#### [TO DO]
Change "species-count log" to "inventory log" in the data below, from the line containing "of the utility" through the end of the data, and give back only those lines with everything else unchanged.
━━━ INPUT FOR THIS TASK ━━━
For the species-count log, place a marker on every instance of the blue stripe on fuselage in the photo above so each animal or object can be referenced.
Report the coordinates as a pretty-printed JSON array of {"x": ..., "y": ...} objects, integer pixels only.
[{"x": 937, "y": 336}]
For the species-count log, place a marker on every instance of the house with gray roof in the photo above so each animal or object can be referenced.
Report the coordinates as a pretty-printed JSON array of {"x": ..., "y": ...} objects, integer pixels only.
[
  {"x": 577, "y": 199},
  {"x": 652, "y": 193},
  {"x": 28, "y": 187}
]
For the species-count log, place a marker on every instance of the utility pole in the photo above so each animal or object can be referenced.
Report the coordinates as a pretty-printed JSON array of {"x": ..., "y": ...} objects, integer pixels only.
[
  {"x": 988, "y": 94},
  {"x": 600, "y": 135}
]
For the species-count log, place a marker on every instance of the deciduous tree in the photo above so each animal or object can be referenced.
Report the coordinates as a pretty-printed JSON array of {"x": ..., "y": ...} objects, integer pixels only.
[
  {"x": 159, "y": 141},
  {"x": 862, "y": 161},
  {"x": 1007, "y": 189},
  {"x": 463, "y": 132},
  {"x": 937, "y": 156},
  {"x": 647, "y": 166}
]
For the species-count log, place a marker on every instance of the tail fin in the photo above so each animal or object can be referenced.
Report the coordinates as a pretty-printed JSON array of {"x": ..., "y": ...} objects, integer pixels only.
━━━
#### [REPLY]
For the inventory log, place a marker on every instance of the utility pole in the photo above so each animal or object can be referenced.
Report the coordinates as a pretty-printed JSON array of {"x": ..., "y": ...} objects, integer pixels only.
[
  {"x": 988, "y": 94},
  {"x": 600, "y": 135}
]
For the inventory log, place a marker on every instance of the deciduous tree in the photo above so each animal or object can be referenced.
Report the coordinates as a pretty-printed JSON array of {"x": ..., "y": ...} objects, integer pixels only.
[
  {"x": 159, "y": 141},
  {"x": 862, "y": 161},
  {"x": 1007, "y": 189},
  {"x": 463, "y": 132},
  {"x": 937, "y": 156},
  {"x": 647, "y": 166}
]
For the inventory log, place a marker on every instance of the tail fin in the photo above so each animal or object can be referenced.
Report the coordinates as a pretty-printed JSON array of {"x": ..., "y": ...} objects, integer pixels only.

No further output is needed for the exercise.